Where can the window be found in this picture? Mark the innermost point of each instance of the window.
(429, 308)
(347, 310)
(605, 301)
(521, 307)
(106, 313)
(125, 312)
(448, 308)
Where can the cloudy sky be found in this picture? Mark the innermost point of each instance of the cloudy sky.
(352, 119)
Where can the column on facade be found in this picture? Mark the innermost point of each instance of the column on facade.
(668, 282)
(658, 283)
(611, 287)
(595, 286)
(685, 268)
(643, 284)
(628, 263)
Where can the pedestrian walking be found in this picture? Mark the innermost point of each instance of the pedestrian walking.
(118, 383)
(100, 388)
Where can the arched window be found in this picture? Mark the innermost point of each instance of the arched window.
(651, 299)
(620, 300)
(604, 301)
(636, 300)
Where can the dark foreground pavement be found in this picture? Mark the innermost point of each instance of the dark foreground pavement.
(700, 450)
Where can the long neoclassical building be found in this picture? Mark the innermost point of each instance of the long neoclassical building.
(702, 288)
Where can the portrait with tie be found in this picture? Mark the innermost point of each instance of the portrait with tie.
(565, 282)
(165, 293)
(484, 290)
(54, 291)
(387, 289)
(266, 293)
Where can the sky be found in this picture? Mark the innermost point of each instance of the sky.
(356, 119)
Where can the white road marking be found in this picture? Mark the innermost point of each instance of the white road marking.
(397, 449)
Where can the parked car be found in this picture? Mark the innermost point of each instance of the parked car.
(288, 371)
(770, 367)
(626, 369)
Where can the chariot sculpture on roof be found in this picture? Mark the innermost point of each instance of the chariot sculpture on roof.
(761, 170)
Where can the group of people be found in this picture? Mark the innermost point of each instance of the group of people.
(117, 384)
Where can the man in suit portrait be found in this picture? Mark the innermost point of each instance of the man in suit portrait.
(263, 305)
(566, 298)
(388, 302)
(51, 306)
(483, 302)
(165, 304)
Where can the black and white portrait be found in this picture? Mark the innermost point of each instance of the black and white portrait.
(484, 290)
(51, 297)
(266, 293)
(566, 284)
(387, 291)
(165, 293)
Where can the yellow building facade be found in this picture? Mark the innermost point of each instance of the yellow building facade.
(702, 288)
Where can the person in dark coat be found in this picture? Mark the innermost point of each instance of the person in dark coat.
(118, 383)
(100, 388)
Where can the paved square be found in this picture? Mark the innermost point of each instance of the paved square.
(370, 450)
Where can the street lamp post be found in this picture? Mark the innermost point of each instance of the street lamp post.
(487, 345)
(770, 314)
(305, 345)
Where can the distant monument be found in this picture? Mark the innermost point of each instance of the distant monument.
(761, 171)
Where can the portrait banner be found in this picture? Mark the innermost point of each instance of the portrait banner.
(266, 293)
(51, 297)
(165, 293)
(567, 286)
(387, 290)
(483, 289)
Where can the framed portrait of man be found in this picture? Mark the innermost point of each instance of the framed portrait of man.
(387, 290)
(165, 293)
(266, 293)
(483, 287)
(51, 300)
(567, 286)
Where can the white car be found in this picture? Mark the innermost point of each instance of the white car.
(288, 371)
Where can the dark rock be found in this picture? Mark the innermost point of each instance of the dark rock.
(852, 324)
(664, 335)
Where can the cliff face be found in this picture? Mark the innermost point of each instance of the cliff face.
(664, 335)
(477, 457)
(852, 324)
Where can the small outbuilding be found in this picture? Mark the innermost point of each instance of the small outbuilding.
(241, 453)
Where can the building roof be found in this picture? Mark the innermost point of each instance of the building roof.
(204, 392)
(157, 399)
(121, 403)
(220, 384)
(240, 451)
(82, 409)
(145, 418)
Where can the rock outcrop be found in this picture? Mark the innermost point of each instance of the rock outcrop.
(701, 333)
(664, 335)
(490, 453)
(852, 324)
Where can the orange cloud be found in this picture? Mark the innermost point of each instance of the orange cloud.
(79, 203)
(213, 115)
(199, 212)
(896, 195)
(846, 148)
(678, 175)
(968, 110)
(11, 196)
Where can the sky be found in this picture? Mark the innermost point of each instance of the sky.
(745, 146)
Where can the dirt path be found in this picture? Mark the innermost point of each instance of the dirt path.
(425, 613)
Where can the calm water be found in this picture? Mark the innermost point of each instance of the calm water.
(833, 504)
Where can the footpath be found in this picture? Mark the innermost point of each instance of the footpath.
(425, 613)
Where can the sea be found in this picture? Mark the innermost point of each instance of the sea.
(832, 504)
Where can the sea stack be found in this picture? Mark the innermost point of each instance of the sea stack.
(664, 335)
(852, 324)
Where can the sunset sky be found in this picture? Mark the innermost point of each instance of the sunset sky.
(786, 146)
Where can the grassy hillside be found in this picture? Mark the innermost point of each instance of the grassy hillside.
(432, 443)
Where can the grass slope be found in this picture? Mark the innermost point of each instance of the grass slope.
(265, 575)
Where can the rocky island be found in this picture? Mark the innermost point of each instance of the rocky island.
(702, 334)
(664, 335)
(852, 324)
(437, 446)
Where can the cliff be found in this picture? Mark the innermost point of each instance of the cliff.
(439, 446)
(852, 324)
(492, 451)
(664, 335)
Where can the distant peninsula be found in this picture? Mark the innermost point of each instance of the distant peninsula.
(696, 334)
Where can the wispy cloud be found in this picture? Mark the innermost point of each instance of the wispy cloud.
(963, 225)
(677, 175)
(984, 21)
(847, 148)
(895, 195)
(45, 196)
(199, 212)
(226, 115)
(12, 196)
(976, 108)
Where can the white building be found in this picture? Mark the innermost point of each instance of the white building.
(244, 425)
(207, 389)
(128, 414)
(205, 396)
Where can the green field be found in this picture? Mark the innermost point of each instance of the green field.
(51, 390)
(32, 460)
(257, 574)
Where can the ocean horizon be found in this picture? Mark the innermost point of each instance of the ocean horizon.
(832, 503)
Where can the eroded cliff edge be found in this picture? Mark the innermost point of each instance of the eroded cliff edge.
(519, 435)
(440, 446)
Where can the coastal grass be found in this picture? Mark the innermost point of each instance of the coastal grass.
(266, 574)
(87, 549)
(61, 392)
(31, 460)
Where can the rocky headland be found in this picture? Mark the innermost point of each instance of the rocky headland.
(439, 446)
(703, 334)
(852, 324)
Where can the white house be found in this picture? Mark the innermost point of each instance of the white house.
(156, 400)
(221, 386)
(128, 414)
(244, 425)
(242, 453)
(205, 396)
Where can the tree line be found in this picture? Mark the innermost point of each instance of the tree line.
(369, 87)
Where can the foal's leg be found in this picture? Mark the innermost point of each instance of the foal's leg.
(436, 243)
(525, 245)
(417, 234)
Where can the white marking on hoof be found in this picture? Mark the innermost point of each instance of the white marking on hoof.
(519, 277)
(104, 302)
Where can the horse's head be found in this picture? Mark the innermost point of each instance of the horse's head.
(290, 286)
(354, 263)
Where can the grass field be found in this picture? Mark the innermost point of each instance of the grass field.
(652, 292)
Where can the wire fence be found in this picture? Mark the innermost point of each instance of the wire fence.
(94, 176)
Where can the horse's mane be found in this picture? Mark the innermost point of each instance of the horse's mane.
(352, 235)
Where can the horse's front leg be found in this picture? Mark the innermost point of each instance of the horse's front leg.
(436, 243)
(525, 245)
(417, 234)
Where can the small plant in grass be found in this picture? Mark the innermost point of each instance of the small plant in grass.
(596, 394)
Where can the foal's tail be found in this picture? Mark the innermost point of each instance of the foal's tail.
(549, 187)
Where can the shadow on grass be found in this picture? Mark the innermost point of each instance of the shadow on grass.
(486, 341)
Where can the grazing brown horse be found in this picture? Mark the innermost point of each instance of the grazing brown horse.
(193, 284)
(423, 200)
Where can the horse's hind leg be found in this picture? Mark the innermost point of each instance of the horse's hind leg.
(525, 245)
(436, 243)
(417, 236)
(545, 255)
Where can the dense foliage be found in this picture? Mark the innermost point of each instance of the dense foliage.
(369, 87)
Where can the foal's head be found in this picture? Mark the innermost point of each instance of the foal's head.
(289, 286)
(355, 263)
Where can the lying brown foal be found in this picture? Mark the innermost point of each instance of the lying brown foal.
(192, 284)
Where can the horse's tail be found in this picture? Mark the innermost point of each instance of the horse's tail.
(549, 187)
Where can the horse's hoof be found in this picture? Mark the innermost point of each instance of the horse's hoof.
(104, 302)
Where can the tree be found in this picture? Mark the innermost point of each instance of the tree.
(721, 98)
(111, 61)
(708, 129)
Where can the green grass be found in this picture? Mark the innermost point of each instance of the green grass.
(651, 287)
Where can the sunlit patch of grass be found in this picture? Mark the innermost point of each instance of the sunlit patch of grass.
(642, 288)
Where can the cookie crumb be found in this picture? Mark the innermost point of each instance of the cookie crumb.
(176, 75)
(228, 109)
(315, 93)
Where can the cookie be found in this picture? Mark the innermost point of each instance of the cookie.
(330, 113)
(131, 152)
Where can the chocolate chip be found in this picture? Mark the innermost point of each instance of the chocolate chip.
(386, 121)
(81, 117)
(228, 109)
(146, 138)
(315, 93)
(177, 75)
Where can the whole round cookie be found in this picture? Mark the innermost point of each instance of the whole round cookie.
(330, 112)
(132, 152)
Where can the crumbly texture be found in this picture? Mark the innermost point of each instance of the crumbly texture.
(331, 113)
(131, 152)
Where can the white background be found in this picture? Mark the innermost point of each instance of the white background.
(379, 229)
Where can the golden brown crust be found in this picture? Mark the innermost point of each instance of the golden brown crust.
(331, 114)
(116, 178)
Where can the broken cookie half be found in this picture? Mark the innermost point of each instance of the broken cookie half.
========================================
** Set problem **
Repeat the data word for word, starting with the line that contains "Where can the golden" and going on through the end of the data.

** Answer to the problem **
Where can the golden brown crust be found in this picture? Mark the innermost point of each instance of the golden brown crust.
(331, 114)
(116, 178)
Where can the broken cookie half be found in this picture? Mark the innermost point of each instance of the broken cookie half.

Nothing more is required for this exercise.